--- start of Passage ---

Using RStudio on Hoffman2

Hoffman2 Happy Hour

Charles Peterson

Welcom to Hoffman2 Happy Hours

🎉 Welcome to the Hoffman2 Happy Hours

  • Short presentations on topics related to HPC and Hoffman2
  • Thoughts for future “Happy Hour” topics? 💡

📧 cpeterson@oarc.ucla.edu

Files For This Presentation

This presentation can be found on our github page

https://github.com/ucla-oarc-hpc/H2HH_rstudio


The html slides can be found at

https://ucla-oarc-hpc.github.io/H2HH_rstudio


More information and scripts on using RStudio on Hoffman2

https://github.com/ucla-oarc-hpc/H2-RStudio

RStudio Information

What Is RStudio

RStudio is a great IDE for R and visualize files.


But why do you want to use RStudio on Hoffman2 when you can use your own computer???

RStudio on Hoffman2 provides access:

  • higher memory
  • multi-core
  • GPUs
  • Your data on Hoffman2

RStudio Formats

There are two main (free) RStudio formats that researchers can use


RStudio Desktop

  • Standalone desktop application

  • Installed locally on your machine

RStudio Server

  • Run RStudio as a server process
  • Open on a web browser

RStudio on Hoffman2

RStudio Desktop can be inefficient on Hoffman2

  • require X11 forwarding
  • slow
  • sluggish interaction

RStudio Server is the best way to use RStudio on Hoffman2

Running RStudio

Running RStudio (1)

Get An Interactive Job

Containers cannot run on login nodes.

  • You MUST use a compute node


qrsh -l h_data=10G

Modify the qrsh to meet your RStudio computing needs

  • More memory and/or job time
qrsh -l h_data=50G,h_rt=5:00:00
  • More cores
qrsh -l h_data=10G -pe shared 10
  • Using GPUs
qrsh -l h_data=10G,gpu,V100

Running RStudio (2)

Create Temp Directories

  • Create writable temp directories
    • RStudio writes small files
    • Anywhere you have write access



mkdir -pv $SCRATCH/rstudiotmp/var/lib
mkdir -pv $SCRATCH/rstudiotmp/var/run
mkdir -pv $SCRATCH/rstudiotmp/tmp

Running RStudio (3)

Load the Apptainer Module

  • Apptainer is software that will run the Rstudio container


module load apptainer

RStudio Server on Hoffman2 created from Docker

  • Separate R from modules on Hoffman2
    • DO NOT load R modules
    • R packages may need to be reinstalled

Running RStudio (4)

--- end of Passage ---

Written instruction 1:
Answer these about the RStudio slides:
(a) Which module must be loaded to run the RStudio container?
(b) What three drawbacks are listed for RStudio Desktop on Hoffman2?
(c) What qrsh command is given for using GPUs?
Written instruction 2: Quote the RStudio slides, beginning at the words "https://ucla-oarc-hpc.github.io/H2HH_rstudio" and stopping after "and visualize files.".
Written instruction 3: Sum up the RStudio slides in two sentences.
The material that comes after has no connection to the RStudio slides.

--- start of Source excerpt ---

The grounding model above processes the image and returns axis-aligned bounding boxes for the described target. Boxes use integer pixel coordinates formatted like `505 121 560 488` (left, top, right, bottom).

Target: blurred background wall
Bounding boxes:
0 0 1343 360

--- end of Source excerpt ---

Correct output 1:
(a) apptainer
(b) It requires X11 forwarding, it is slow, and interaction is sluggish.
(c) qrsh -l h_data=10G,gpu,V100

Correct output 2:
https://ucla-oarc-hpc.github.io/H2HH_rstudio


More information and scripts on using RStudio on Hoffman2

https://github.com/ucla-oarc-hpc/H2-RStudio

RStudio Information

What Is RStudio

RStudio is a great IDE for R and visualize files.

Correct output 3: RStudio Server, opened in a web browser, is presented as the best way to use RStudio on Hoffman2, where it provides higher memory, multiple cores, GPUs, and access to your data on Hoffman2. Running it requires an interactive job on a compute node, writable temp directories, and the Apptainer module, and R modules should not be loaded.